**KETENTUAN TUGAS 1:**
Salin dengan tepat bagian teks tentang kedudukan perempuan, mulai dari "Kelima: Perempuan yang" sampai dengan "dari prespektif kitab al Qur’an?".

**TEKS BACAAN:**

Perempuan memiliki peran
yang sangat penting bagi kehidupan dunia. Karena di dalam tubuhnya dilengkapi
dengan organ-organ yang tidak dimiliki laki-laki. Ia memiliki organ kandungan
dan organ-organ lainya yang sehingga dapat melahirkan keturunan. Dan hal demikian
itu tidak dimiliki kaum laki-laki. Perempuan itu tercipta dalam keadaan suci,
bersih, dan indah. Rasulullah bersabda:
الد نيا متاع وخير متاعها المراةالصالحة
Artinya: “Dunia adalah perhiasan, dan sebaik-baiknya perhiasan adalah
perempuan shalihah”(HR. Muslim dan Nasa’i).
Jadi tidak benar apabila
ada seseorang yang mengatakan perempuan itu di ciptakan sebagai racun yang
berbahaya, apalagi sosok jahat seperti syaitan. Hanya saja, tidak semua
perempuan mampu menjadi madu dunia, kerena untuk mencapai predikat madu dunia
diperlukan syarat-syarat tersebut antara lain:
Pertama: Seorang perempuan yang berbudi pekerti baik dan dapat
menentramkan jiwa suami atau calon suaminya.
Kedua: Perempuan yang tidak materialis.
Ketiga: Perempuan yang tidak suka membuka aurat.
Keempat: Perempuan yang sanggup menjadikan rumahnya sebagai
surga.
Kelima: Perempuan yang tidak suka menggosip yang tidak ada
manfaatnya.[7]
B. Rumusan Masalah
Bertitik tolak dari latar belakang yang dikemukakan
sebelumnya, maka akan diajukan problerm research atau rumusan masalah,
yaitu:
1. Seperti apakah kedudukan perempuan ditijau
dari prespektif kitab al Qur’an?
2. Apakah ada persamaan dan perbedaan antara
perempuan dan laki-laki menurut prespektif kitab al Qur’an? kalau ada, faktor
apakah yang menjadikan adanya persamaan dan perbedaan antara perempuan dan
laki-laki?

**KETENTUAN TUGAS 2:**
Tulis ulang seluruh entri di bawah ini dengan mengganti "window frame" menjadi "door frame" dan biarkan bagian lainnya tetap sama. Gambar tidak perlu dimasukkan ke dalam jawaban.

**ENTRI TERSEDIA:**

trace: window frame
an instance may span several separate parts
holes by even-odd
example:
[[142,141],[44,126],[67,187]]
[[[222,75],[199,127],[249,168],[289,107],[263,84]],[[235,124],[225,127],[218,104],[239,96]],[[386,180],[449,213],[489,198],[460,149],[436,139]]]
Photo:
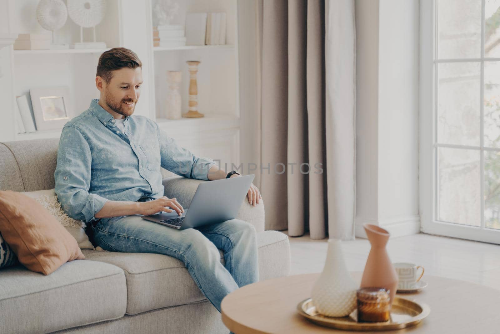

**HASIL LENGKAP 1:**
Kelima: Perempuan yang tidak suka menggosip yang tidak ada
manfaatnya.[7]
B. Rumusan Masalah
Bertitik tolak dari latar belakang yang dikemukakan
sebelumnya, maka akan diajukan problerm research atau rumusan masalah,
yaitu:
1. Seperti apakah kedudukan perempuan ditijau
dari prespektif kitab al Qur’an?

**HASIL LENGKAP 2:**
trace: door frame
an instance may span several separate parts
holes by even-odd
example:
[[142,141],[44,126],[67,187]]
[[[222,75],[199,127],[249,168],[289,107],[263,84]],[[235,124],[225,127],[218,104],[239,96]],[[386,180],[449,213],[489,198],[460,149],[436,139]]]
Photo:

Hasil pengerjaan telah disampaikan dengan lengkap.